Registros de identificação de localização:
☆ ☆ ☆ ☆

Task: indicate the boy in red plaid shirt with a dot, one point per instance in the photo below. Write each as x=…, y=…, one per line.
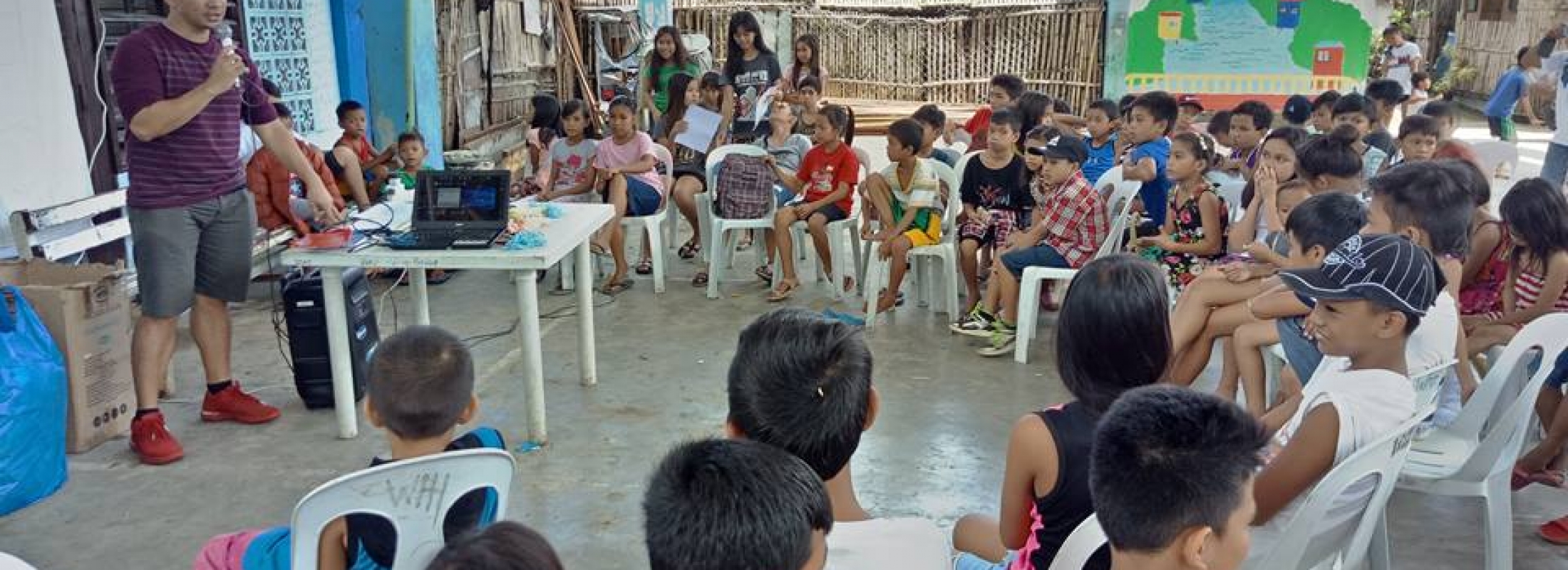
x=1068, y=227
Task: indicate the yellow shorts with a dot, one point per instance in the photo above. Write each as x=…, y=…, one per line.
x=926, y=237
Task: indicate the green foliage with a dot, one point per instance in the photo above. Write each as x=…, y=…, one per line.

☆ ☆ ☆ ☆

O que fazer: Reproduza literalmente todos os registros acima, deixando as imagens de fora.

Solução abaixo:
Task: indicate the boy in red plaid shirt with a dot, one point per instance in the photo below. Write each as x=…, y=…, one per line.
x=1068, y=227
Task: indicate the yellow shorts with a dot, one point per instance in the photo above. Write each as x=…, y=…, one per line.
x=926, y=237
Task: indicate the green foliage with a dot, one point per instance in the photo above. Write each as x=…, y=…, one per line.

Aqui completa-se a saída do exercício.